» **EXERCISE SET**:
[A] From the mindfulness tips, extract the passage from "10) Go for a" to "scheme of things." word for word.
[B] In the mindfulness tips, what does Tolle say we are whenever we are in our body instead of our heads?

» **SELECTED EXTRACT**:

+ + + + + + +

2) Stop, look and listen. We get so lost in our heads, our iPhones or work, that we often pay no attention to our surroundings. So do it now. Stop what you’re doing and look up. Who is in the room? What is the light like? Is there a window? Are you sitting on standing? How does that feel? What sounds are there? Focussing on exactly what’s happening now brings you right bang back into the moment, which helps you feel calmer and more on solid ground (instead of the quick sand of your thoughts).
3) Do what you’re doing. If you’re washing up, then wash up. Feel the water, focus on the movements of the sponge on the plates… Don’t think about what you have to do tomorrow, something someone said at work etc. Tolle says that we rush through the now to get to the next thing, especially when we’re doing so-called boring jobs, but seeing as these take up a very big chunk of our lives, that means we’re skipping through a lot of life. According to Tolle, bliss and peace and NOW-ness can be found while vacuuming/ironing/taking out the rubbish. If mum were to write a self-help book her message might be the same: the Zen of scrubbing the loo.
3) Relax – Is your body physically tense right now? I often find myself sitting at my desk with my shoulders tensed up around my neck and my back stooped over, like I’m braced for attack. This is a sign that something negative is going on in my head or my emotions – so look to your body for signs like that. If you find yourself hunched up, sit up straight, take a deep breath and drop the shoulders. Now breathe.
4) Feel your body – If you spend your life in your head and not your body, this exercise (which I shared in the last post) is good. It’s also meant to be an immune booster. Sit on a chair then close your eyes and take a deep breath… Now take your attention to your feet. Feel the energy in your feet. I could feel a kind of pulsating warmth there. (Which is nice for someone with cold feet.) Then do the same for every part of your body, working upwards to your legs, your torso, you arms and head, and then go back down. Anytime we are in our body, instead of our heads, Tolle says we are ‘Anchored’ in the present moment.
5) Watch your thoughts – Try to listen to your thoughts like they are a song you are listening to on a record player. If there are images too, imagine it as a film you are watching. if you do this regularly you’ll start to notice that the same old records play day after day. Just that act of stepping back is enough to make you see that you are more than your thoughts.
6) Feel your feelings – we run way from bad feelings but the more we run the more they chase us – it’s like a snowball getting bigger and bigger as it chases us down the hill. For just two mins – set a timer – sit still and let yourself feel what you’re feeling – even if you don’t know hat you’re feeling that’s ok, you’re numb and confused.
7) Stop eating and drinking – Not forever, obvs, but whenever I’m upset I reach for the wine or for chocolate. It’s a way of numbing my feelings. So next time you instinctively rush to the biscuit jar, take a moment. As yourself are you really hungry or are you trying to avoid a feeling? Now sit with that feeling for a minute – then eat the biscuit.
8) Eat in silence, with no book, television or whatever on in the background. Feel the texture of the food, close your eyes and really taste each mouthful. There’s a mindfulness exercise which involves eating a single raisin slowly and mindfully – taking in how it feels, what it looks like, closing your eyes and really tasting it. I haven’t done it but apparently this makes for a mind-blowing raisin.
10) Go for a walk in nature! Hug a tree! Smile at a squirrel! Failing that, look out a window at the sky, and remember you are a living creature on this planet called Earth, surrounded by lots of other living creatures, who deep down are all doing their best – and whatever you’re up to right now, really doesn’t matter in the whole scheme of things.
10 and a half) – This is going off-brand a bit but everybody in the whole world loves the Headspace app by former monk Andy Puddicombe – it’s a series of daily 10 minute meditations, that you listen to on your phone.

+ + + + + + +

» **DATA SHOWN**:

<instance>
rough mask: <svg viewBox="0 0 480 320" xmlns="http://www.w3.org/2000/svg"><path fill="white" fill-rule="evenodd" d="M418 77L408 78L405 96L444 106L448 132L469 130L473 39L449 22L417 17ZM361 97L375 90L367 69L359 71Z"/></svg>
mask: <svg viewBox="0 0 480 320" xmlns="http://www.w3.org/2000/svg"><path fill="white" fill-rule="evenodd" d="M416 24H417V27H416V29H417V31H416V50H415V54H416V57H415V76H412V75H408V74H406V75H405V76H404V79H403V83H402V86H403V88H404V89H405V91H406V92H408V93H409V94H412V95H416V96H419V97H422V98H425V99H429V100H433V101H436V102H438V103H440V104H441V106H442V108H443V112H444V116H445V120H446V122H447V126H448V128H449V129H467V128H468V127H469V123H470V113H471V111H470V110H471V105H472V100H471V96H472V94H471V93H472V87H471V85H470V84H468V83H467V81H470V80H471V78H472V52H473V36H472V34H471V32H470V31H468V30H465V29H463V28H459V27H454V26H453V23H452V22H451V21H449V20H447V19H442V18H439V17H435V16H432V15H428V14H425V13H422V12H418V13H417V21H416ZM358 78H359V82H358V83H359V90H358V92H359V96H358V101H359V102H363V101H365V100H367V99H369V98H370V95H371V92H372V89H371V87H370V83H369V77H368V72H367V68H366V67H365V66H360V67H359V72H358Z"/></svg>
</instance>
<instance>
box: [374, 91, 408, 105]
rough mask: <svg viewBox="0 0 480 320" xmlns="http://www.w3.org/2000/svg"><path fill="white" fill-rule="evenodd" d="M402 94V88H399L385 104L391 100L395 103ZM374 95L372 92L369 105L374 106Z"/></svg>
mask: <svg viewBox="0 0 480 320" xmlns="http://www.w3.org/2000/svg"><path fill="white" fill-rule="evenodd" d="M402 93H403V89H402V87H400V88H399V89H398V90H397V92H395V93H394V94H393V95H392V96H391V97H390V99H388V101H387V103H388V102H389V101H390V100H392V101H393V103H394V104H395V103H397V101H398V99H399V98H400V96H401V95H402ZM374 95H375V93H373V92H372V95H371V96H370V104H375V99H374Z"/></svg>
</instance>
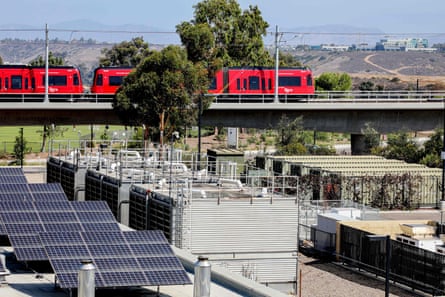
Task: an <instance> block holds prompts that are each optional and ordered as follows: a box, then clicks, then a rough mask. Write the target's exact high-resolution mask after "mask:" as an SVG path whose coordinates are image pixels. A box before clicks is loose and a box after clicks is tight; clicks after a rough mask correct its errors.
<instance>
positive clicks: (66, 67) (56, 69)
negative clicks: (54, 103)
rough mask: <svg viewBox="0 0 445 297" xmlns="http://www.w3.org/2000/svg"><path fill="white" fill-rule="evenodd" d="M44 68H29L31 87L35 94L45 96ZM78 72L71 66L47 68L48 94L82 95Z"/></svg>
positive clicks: (33, 66) (44, 77) (37, 67)
mask: <svg viewBox="0 0 445 297" xmlns="http://www.w3.org/2000/svg"><path fill="white" fill-rule="evenodd" d="M45 71H46V70H45V67H44V66H42V67H40V66H39V67H34V66H31V67H30V76H31V87H32V88H33V93H35V94H45ZM83 92H84V91H83V85H82V78H81V76H80V71H79V69H77V68H76V67H72V66H50V67H49V68H48V93H49V94H58V95H59V94H60V95H63V94H83Z"/></svg>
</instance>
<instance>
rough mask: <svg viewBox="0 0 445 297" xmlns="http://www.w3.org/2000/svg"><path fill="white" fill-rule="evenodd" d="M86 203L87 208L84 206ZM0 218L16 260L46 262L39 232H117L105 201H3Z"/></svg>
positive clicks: (113, 222)
mask: <svg viewBox="0 0 445 297" xmlns="http://www.w3.org/2000/svg"><path fill="white" fill-rule="evenodd" d="M86 204H88V207H86ZM0 209H1V211H0V218H1V220H2V221H3V223H4V225H5V229H6V233H7V234H8V236H9V241H10V242H11V245H12V247H13V248H14V253H15V255H16V257H17V260H19V261H45V260H48V257H47V255H46V253H45V250H44V248H43V246H42V244H40V241H39V233H40V232H72V231H119V230H120V228H119V225H118V224H117V222H116V220H115V219H114V216H113V214H112V213H111V211H110V209H109V208H108V205H107V204H106V203H105V202H104V201H94V203H90V202H85V201H81V202H80V201H72V202H70V201H68V200H66V201H45V202H43V201H5V202H0Z"/></svg>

+ + + + + + +

» **RESPONSES BY TASK**:
[A]
10) Go for a walk in nature! Hug a tree! Smile at a squirrel! Failing that, look out a window at the sky, and remember you are a living creature on this planet called Earth, surrounded by lots of other living creatures, who deep down are all doing their best – and whatever you’re up to right now, really doesn’t matter in the whole scheme of things.

[B] We are "Anchored" in the present moment.